Wherever the string "hair" shows up in the records below, return that line.

Records for the task:
━━━━━━━━━━

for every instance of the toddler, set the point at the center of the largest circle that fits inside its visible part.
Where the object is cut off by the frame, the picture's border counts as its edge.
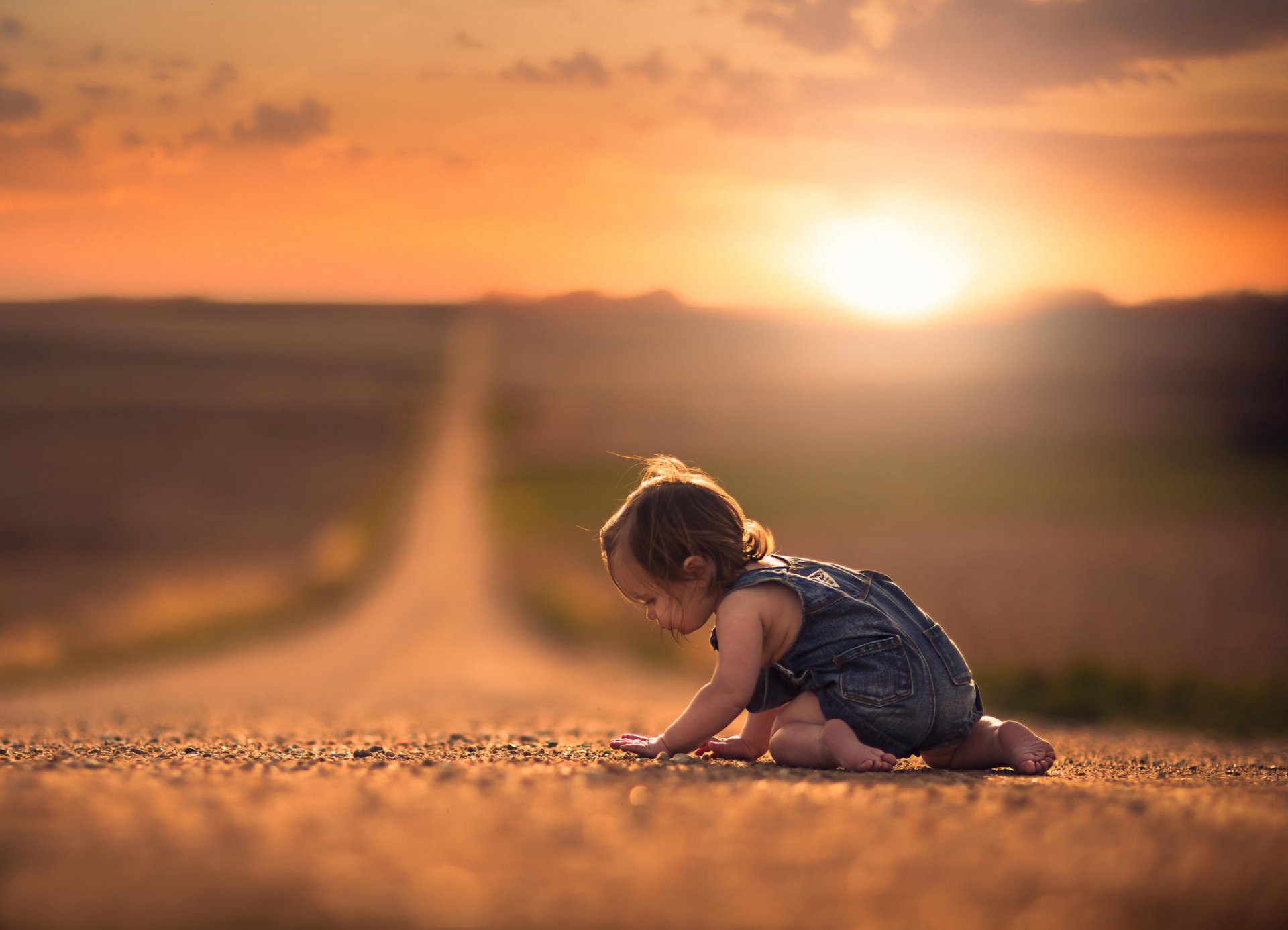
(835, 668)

━━━━━━━━━━

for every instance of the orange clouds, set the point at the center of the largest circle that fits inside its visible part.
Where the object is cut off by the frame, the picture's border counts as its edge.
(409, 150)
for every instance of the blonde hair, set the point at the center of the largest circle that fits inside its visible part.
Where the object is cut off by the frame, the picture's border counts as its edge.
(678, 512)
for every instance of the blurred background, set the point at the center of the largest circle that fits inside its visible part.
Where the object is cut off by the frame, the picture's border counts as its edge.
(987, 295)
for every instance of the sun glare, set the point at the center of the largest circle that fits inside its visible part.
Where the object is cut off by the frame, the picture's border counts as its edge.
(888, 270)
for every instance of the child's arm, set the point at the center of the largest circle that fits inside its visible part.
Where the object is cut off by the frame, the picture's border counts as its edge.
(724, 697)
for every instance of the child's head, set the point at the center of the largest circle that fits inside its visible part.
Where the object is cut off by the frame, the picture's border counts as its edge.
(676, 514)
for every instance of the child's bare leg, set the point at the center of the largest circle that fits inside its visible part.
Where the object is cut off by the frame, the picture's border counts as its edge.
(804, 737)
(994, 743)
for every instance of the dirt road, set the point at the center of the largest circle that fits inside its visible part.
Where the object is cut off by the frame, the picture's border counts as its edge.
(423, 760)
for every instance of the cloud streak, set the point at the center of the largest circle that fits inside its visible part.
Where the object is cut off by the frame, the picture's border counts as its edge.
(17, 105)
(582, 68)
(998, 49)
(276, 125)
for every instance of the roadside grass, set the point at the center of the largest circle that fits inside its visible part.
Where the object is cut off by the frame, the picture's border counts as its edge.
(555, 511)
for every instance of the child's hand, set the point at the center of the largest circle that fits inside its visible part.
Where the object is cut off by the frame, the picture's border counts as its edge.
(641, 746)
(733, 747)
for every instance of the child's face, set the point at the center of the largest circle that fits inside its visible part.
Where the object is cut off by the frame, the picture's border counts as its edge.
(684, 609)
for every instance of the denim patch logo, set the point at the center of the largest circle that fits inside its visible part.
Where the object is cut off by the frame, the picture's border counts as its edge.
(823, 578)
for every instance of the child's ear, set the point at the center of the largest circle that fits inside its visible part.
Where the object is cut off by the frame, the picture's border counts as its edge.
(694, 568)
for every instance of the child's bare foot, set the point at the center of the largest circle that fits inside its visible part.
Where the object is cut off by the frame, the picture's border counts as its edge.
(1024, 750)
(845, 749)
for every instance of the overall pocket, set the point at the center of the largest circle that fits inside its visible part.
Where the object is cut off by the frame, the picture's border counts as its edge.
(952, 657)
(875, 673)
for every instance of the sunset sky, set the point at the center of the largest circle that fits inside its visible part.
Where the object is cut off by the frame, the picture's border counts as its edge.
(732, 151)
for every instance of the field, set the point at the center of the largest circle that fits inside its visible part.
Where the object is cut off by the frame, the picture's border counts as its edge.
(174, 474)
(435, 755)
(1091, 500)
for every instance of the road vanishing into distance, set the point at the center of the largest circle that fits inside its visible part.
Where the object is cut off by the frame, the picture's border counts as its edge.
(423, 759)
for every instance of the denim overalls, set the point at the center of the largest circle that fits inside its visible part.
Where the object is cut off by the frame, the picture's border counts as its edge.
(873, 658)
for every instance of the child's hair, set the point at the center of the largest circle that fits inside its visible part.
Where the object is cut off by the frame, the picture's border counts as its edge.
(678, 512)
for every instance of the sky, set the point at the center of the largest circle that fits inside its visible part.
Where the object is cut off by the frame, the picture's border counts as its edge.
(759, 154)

━━━━━━━━━━

Your solution:
for every instance of the blonde hair, set the point at the center of the largest circle that fits inside its visible part.
for every instance of the child's hair, set the point at the center of the largest circle that fits inside its visible part.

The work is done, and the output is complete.